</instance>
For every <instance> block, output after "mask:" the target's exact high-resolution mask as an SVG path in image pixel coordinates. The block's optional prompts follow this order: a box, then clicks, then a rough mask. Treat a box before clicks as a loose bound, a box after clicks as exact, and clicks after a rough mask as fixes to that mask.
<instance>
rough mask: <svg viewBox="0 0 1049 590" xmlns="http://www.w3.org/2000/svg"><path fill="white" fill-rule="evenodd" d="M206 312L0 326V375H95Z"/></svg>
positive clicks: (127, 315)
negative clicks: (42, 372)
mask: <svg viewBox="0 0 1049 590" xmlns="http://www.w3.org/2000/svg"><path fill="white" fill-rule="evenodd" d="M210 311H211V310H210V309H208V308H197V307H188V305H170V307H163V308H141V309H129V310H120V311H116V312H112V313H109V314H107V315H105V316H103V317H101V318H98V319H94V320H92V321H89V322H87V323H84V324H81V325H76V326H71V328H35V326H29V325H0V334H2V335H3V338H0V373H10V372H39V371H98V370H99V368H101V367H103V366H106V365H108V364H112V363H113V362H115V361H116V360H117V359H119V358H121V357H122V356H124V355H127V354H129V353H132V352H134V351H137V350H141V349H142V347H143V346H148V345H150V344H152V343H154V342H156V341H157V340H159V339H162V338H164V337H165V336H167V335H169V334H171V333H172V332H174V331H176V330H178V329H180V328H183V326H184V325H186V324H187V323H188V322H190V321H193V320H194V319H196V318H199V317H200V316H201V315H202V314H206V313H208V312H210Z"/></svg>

ACTION ITEM
Each line of the entries above that has the word "instance" is to be copied.

RESPONSE
</instance>
For every <instance> block, output after "mask:" the target's exact high-resolution mask as an SVG path in image pixel coordinates. The block's optional prompts follow this order: a box, then clicks, then a rough mask. Treat a box before clicks as a loose bound, a box after clicks as exact, and clicks after a rough mask as fixes to that mask.
<instance>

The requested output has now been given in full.